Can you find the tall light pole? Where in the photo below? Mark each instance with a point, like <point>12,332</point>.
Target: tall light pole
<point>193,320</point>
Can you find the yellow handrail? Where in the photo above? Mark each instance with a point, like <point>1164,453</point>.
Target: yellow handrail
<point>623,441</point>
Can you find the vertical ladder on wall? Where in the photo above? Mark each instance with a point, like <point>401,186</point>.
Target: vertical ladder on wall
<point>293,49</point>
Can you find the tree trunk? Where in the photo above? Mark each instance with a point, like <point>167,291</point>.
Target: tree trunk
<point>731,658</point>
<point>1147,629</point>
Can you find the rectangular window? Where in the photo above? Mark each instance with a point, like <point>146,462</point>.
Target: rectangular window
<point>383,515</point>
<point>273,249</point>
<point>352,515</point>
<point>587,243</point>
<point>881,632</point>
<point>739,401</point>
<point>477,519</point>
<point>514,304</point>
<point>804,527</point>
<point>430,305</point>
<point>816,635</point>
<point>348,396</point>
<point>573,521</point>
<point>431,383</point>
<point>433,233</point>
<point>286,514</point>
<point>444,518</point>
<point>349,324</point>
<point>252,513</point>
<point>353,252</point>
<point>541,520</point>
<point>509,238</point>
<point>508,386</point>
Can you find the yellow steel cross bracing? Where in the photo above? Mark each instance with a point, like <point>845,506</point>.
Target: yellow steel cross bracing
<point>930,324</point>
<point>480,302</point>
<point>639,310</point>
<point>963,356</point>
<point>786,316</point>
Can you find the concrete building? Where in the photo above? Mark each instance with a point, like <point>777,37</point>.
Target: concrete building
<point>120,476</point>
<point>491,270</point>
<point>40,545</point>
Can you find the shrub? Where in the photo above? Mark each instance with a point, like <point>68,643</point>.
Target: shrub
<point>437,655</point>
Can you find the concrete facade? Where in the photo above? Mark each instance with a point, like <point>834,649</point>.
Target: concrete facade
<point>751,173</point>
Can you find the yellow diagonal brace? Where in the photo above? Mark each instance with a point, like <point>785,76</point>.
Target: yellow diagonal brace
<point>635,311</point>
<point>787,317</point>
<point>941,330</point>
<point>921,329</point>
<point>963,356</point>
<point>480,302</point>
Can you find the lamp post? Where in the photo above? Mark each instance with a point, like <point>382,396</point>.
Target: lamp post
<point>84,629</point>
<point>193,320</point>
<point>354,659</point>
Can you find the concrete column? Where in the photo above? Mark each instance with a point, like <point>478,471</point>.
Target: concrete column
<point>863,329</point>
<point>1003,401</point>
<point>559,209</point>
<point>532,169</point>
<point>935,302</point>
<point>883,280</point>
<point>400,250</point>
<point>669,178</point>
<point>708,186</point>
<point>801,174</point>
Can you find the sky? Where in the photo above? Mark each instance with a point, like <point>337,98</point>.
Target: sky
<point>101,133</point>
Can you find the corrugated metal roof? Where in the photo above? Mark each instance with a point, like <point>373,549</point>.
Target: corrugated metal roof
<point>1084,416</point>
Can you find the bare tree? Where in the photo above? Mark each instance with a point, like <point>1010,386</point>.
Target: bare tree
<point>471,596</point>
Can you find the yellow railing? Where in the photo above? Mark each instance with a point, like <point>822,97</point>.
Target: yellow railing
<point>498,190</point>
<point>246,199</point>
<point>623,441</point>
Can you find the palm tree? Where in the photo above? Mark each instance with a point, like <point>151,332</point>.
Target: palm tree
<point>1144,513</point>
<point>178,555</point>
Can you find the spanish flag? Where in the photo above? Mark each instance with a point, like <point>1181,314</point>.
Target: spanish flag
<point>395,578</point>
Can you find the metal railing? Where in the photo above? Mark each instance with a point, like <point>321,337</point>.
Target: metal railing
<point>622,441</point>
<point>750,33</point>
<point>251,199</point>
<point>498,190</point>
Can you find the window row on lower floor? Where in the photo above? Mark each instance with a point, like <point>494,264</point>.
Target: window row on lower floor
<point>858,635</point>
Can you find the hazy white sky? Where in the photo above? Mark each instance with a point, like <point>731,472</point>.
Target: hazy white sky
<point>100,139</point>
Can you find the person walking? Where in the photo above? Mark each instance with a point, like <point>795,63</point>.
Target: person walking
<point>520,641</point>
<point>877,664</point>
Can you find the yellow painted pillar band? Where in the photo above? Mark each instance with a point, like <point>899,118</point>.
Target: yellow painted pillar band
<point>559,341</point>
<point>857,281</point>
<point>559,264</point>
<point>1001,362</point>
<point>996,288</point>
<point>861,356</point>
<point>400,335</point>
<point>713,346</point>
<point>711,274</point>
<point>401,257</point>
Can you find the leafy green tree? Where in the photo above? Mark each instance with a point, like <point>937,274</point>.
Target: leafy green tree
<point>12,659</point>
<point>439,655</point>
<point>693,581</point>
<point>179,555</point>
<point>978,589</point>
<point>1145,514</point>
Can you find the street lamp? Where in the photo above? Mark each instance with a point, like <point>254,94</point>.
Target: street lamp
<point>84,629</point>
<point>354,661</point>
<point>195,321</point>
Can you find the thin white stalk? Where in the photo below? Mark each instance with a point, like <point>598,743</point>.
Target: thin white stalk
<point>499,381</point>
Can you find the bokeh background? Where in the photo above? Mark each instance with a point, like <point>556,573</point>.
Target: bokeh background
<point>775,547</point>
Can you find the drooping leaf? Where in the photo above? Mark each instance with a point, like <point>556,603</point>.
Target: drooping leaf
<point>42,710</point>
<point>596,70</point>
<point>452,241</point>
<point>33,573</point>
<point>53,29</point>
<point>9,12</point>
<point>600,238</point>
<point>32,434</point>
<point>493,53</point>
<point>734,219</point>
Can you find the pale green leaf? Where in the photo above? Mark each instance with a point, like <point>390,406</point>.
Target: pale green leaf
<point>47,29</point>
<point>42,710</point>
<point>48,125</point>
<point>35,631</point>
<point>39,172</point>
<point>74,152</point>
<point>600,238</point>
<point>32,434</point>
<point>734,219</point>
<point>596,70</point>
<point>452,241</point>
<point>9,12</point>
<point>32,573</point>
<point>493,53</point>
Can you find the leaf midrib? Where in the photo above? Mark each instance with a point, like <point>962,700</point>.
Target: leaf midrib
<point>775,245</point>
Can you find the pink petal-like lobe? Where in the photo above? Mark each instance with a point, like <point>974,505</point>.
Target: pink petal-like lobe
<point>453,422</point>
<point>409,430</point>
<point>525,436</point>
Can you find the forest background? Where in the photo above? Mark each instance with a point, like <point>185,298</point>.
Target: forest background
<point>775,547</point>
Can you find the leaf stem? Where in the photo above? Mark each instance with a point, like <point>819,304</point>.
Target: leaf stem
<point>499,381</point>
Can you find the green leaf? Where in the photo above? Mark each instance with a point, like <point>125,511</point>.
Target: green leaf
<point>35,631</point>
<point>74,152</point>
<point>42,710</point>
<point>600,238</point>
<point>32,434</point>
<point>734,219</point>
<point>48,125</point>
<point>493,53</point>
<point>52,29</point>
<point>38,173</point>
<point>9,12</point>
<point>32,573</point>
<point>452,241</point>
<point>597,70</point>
:::
Type the whole listing again, unaltered.

Can you find the tall light pole? Where in the photo below? Mark each instance with a point, like <point>12,332</point>.
Target: tall light pole
<point>193,320</point>
Can you find the yellow handrail? Where in the photo above? Mark each instance with a point, like <point>1164,453</point>.
Target: yellow handrail
<point>623,441</point>
Can you find the vertical ladder on wall? Where in the photo above? Mark each instance with a point, like <point>401,186</point>.
Target: vertical ladder on wall
<point>293,49</point>
Can you find the tree trunk? Where in the photo above? Mark each instance with a point, like <point>167,291</point>.
Target: tree trunk
<point>731,658</point>
<point>1147,629</point>
Can you find the rectangular window? Where in the photo above? Mark each instance with a point, like <point>146,462</point>.
Target: rectangular window
<point>383,515</point>
<point>273,249</point>
<point>352,515</point>
<point>587,243</point>
<point>881,632</point>
<point>739,401</point>
<point>477,519</point>
<point>514,304</point>
<point>804,527</point>
<point>430,305</point>
<point>816,635</point>
<point>348,396</point>
<point>573,521</point>
<point>431,383</point>
<point>433,233</point>
<point>286,514</point>
<point>444,518</point>
<point>349,324</point>
<point>252,513</point>
<point>353,252</point>
<point>541,520</point>
<point>509,238</point>
<point>508,386</point>
Can you find the yellow steel cross bracing? Where in the photo above? Mark each instance with a point, like <point>845,506</point>.
Target: yellow steel cross bracing
<point>930,324</point>
<point>480,302</point>
<point>639,310</point>
<point>963,356</point>
<point>786,316</point>
Can you find the concrete building? Where in the photo above? Mark each instance with a point, like <point>777,37</point>.
Target: concrete building
<point>120,476</point>
<point>491,270</point>
<point>40,545</point>
Can you find the shrub? Where in the photo above? Mark each instance with a point, like <point>68,643</point>.
Target: shrub
<point>437,655</point>
Can you find the concrete facade? Where in the photo above? Mark each instance with a point, like <point>834,649</point>.
Target: concrete facade
<point>751,173</point>
Can you find the yellow diagonal brace? Where in the photo above? Mark each instance with a point, like <point>785,76</point>.
Target: yellow diagonal brace
<point>635,311</point>
<point>787,317</point>
<point>941,330</point>
<point>921,329</point>
<point>963,356</point>
<point>480,302</point>
Can you find the lamp post? Where in the photo above? Mark each instance with a point, like <point>382,396</point>.
Target: lamp post
<point>84,629</point>
<point>193,320</point>
<point>354,659</point>
Can you find the concrete column? Where in the photo above? Mark each instance with a point, like <point>478,471</point>.
Target: concrete column
<point>863,329</point>
<point>1003,401</point>
<point>559,209</point>
<point>532,169</point>
<point>935,302</point>
<point>883,280</point>
<point>400,250</point>
<point>669,178</point>
<point>708,186</point>
<point>801,174</point>
Can you find the sky? Where in the photo above? Mark each instance with a point, like <point>337,98</point>.
Target: sky
<point>101,133</point>
Can you find the corrugated metal roof? Where in the photo above? Mark each instance with a point, like <point>373,549</point>.
Target: corrugated metal roof
<point>1084,416</point>
Can you find the bare tree? Where in the photo above? Mark each instance with a point, like <point>1010,386</point>.
Target: bare tree
<point>471,596</point>
Can you find the yellow railing? Where in the photo above? Mark each instance with a point, like <point>822,97</point>.
Target: yellow railing
<point>498,190</point>
<point>246,199</point>
<point>623,441</point>
Can you find the palm tree? Where in the photo above? Mark each instance with a point, like <point>151,332</point>.
Target: palm tree
<point>1144,513</point>
<point>178,555</point>
Can you find the spanish flag? Where in the photo above? Mark each instance with a point, like <point>1181,314</point>.
Target: spanish flag
<point>395,578</point>
Can you find the metal railing? Where in the photo above? Mark each instance with a point, like <point>321,337</point>.
Target: metal railing
<point>622,441</point>
<point>750,33</point>
<point>251,199</point>
<point>498,190</point>
Can you find the window row on lower floor? Where in the photo above? Mark each instance with a point, like <point>494,264</point>.
Target: window row on lower floor
<point>858,635</point>
Can you find the hazy white sky? Where in the photo above? Mark each instance with a point, like <point>731,472</point>.
Target: hazy white sky
<point>100,139</point>
Can you find the person walking? Where in the photo above? Mark each instance with a point, like <point>795,63</point>.
Target: person walking
<point>520,641</point>
<point>877,664</point>
Can you find the yellow painted pillar band? Where in the photo above? Mark each instance with a point, like <point>899,118</point>.
Target: yellow painted pillar band
<point>559,341</point>
<point>857,281</point>
<point>559,264</point>
<point>1001,362</point>
<point>996,288</point>
<point>861,356</point>
<point>400,335</point>
<point>713,346</point>
<point>711,274</point>
<point>401,257</point>
Can you find the leafy green tree? Where in the photo above? Mark each instance with a point, like <point>937,274</point>.
Target: leafy green tree
<point>12,659</point>
<point>439,655</point>
<point>693,581</point>
<point>179,555</point>
<point>978,589</point>
<point>1145,514</point>
Can you find the street lamp? Where in the photo above? Mark each instance with a point, like <point>254,94</point>.
Target: street lamp
<point>84,629</point>
<point>354,661</point>
<point>195,321</point>
Can you find the thin white stalk? Where in the photo below? Mark each instance with a point, like <point>598,743</point>.
Target: thin white stalk
<point>499,381</point>
Can you find the bokeh background? Where in the photo above? Mark each instance with a point, like <point>556,573</point>.
Target: bokeh background
<point>775,547</point>
Can you find the drooping leaf? Where in the photo above? Mark each instance with a point, like <point>556,603</point>.
Target: drooping leaf
<point>42,710</point>
<point>596,70</point>
<point>452,241</point>
<point>33,573</point>
<point>53,29</point>
<point>9,12</point>
<point>600,238</point>
<point>32,434</point>
<point>493,53</point>
<point>734,219</point>
Can you find the pale green leaf? Where in the photo above? Mark each instance with a point, like <point>390,406</point>.
Target: pale green leaf
<point>47,29</point>
<point>42,710</point>
<point>48,125</point>
<point>35,631</point>
<point>39,172</point>
<point>74,152</point>
<point>600,238</point>
<point>32,434</point>
<point>734,219</point>
<point>596,70</point>
<point>452,241</point>
<point>9,12</point>
<point>32,573</point>
<point>493,53</point>
Can you find the leaf midrib? Where in the photo above? Mark each instance with a point, like <point>962,700</point>.
Target: leaf midrib
<point>775,245</point>
Can you find the pink petal-like lobe? Where in the photo above? Mark each instance with a point, like <point>974,505</point>.
Target: pink petal-like lobe
<point>453,422</point>
<point>409,430</point>
<point>525,436</point>
Can you find the forest background? Where in the photo above? Mark each instance with a point, like <point>185,298</point>.
Target: forest background
<point>775,547</point>
Can you find the leaf stem? Where in the photo above? Mark each instance with a point, like <point>819,304</point>.
Target: leaf stem
<point>499,381</point>
Can you find the green leaf? Where in the photo above? Mark each instance with a point, like <point>125,511</point>.
Target: green leaf
<point>35,631</point>
<point>74,152</point>
<point>42,710</point>
<point>600,238</point>
<point>32,434</point>
<point>734,219</point>
<point>48,125</point>
<point>493,53</point>
<point>52,29</point>
<point>38,173</point>
<point>9,12</point>
<point>32,573</point>
<point>452,241</point>
<point>597,70</point>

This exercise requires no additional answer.